((

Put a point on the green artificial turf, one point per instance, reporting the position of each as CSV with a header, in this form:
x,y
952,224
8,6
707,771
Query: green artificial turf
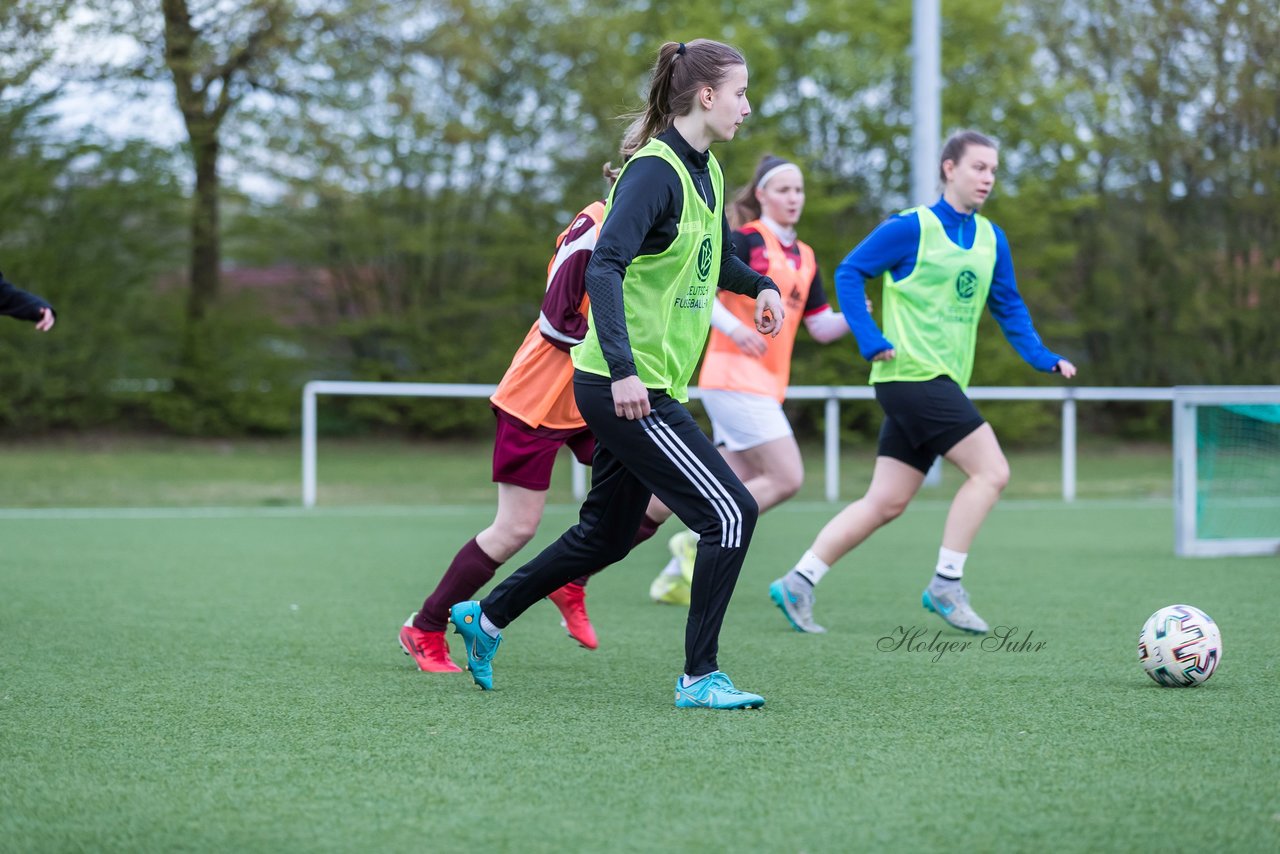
x,y
231,681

))

• Short task:
Rewrite the data above, replacing "artificial" with "synthetic" and changing nothing else. Omit the pictures from your answer.

• Answer to this problem:
Put a point on the green synthetic turf, one point per instance, reporting the position of each as CSV with a header, in this form:
x,y
952,224
8,6
707,771
Query: green synthetic turf
x,y
231,681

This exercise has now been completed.